_KUTIPAN TERPILIH_:
Pemimpin ialah orang yang memimpin, petunjuk, buku petunjuk (pedoman) yang asal katanya “pimpin”.1 Sedangkan Menurut Kartono (2010:18), pemimpin adalah seorang pribadi yang memiliki kecakapan dan kelebihan, khususnya kecakapan dan kelebihan di satu bidang sehingga dia mampu mempengaruhi orang lain untuk bersama-sama melakukan aktivitas-aktivitas tertentu demi pencapaian satu atau beberapa tujuan.

Ada yang perlu disoroti dari apa yang dikemukakan Kartono, yaitu pemimpin ialah sosok yang memiliki kecakapan dan kelebihan dalam mempengaruhi orang lain untuk mencapai suatu tujuan. Penulis sepakat dengan apa yang dikemukakan Kartono, karena pemimpin ialah sosok yang mesti dapat mempengaruhi orang lain sebab kecakapannya dalam memimpin, dan juga sosok yang telah mendapat legalitas untuk memimpin suatu organisasi yang kemudian legalitas ini mendukung kemampuan leadership seorang pemimpin tersebut.

_DATA TERCATAT_:

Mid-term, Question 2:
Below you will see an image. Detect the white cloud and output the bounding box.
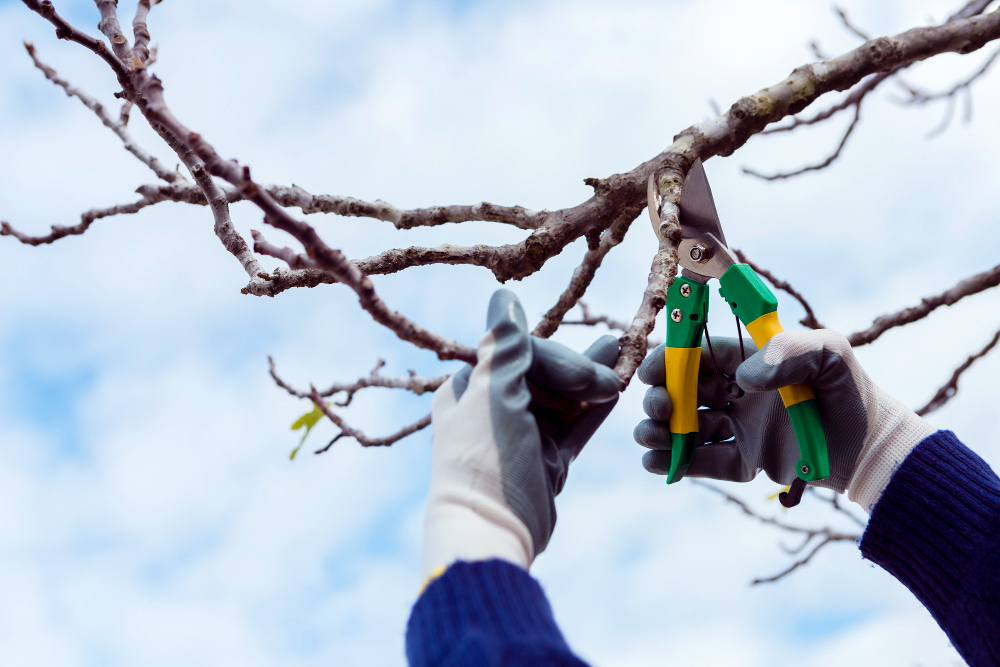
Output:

_SOAL TERTULIS 1_:
Sunting teks tentang pemimpin: tulis ulang seluruh bagian dari "Ada yang perlu" hingga "seorang pemimpin tersebut.", dengan setiap "sosok" diganti menjadi "figur".
_SOAL TERTULIS 2_:
Lanjutkan teks tentang pengertian pemimpin, mulai setelah kalimat terakhirnya.

_JAWABAN TERTULIS 1_:
Ada yang perlu disoroti dari apa yang dikemukakan Kartono, yaitu pemimpin ialah figur yang memiliki kecakapan dan kelebihan dalam mempengaruhi orang lain untuk mencapai suatu tujuan. Penulis sepakat dengan apa yang dikemukakan Kartono, karena pemimpin ialah figur yang mesti dapat mempengaruhi orang lain sebab kecakapannya dalam memimpin, dan juga figur yang telah mendapat legalitas untuk memimpin suatu organisasi yang kemudian legalitas ini mendukung kemampuan leadership seorang pemimpin tersebut.

_JAWABAN TERTULIS 2_:
Legalitas itu dioptimalkan dengan amar ma’ruf nahi munkar yang salah contohnya ialah ketika ketua organisasi tempat dimana kita mengaktualisasi diri mengajak untuk melakukan sesuatu yang baik, semisal sholat di awal waktu.

حَدَّثَنَا أَبُو الْوَلِيدِ هِشَامُ بْنُ عَبْدِ الْمَلِكِ قَالَ حَدَّثَنَا شُعْبَةُ قَالَ الْوَلِيدُ بْنُ الْعَيْزَارِ أَخْبَرَنِي قَالَ سَمِعْتُ أَبَا عَمْرٍو الشَّيْبَانِيَّ يَقُولُ حَدَّثَنَا صَاحِبُ هَذِهِ الدَّارِ وَأَشَارَ إِلَى دَارِ عَبْدِ اللَّهِ قَالَسَأَ لْتُ النَّبِيَّ صَلَّى اللَّهُ عَلَيْهِ وَسَلَّمَ أَيُّ الْعَمَلِ أَحَبُّ إِلَى اللَّهِ قَالَ الصَّلَاةُ عَلَى وَقْتِهَا قَالَ ثُمَّ أَيٌّ قَالَ ثُمَّ بِرُّ الْوَالِدَيْنِ قَالَ ثُمَّ أَيٌّ قَالَ الْجِهَادُ فِي سَبِيلِ اللَّهِ قَالَ حَدَّثَنِي بِهِنَّ وَلَوْ اسْتَزَدْتُهُ لَزَادَنِ ـ (رواه البخارى رَقْم ٤٩٦)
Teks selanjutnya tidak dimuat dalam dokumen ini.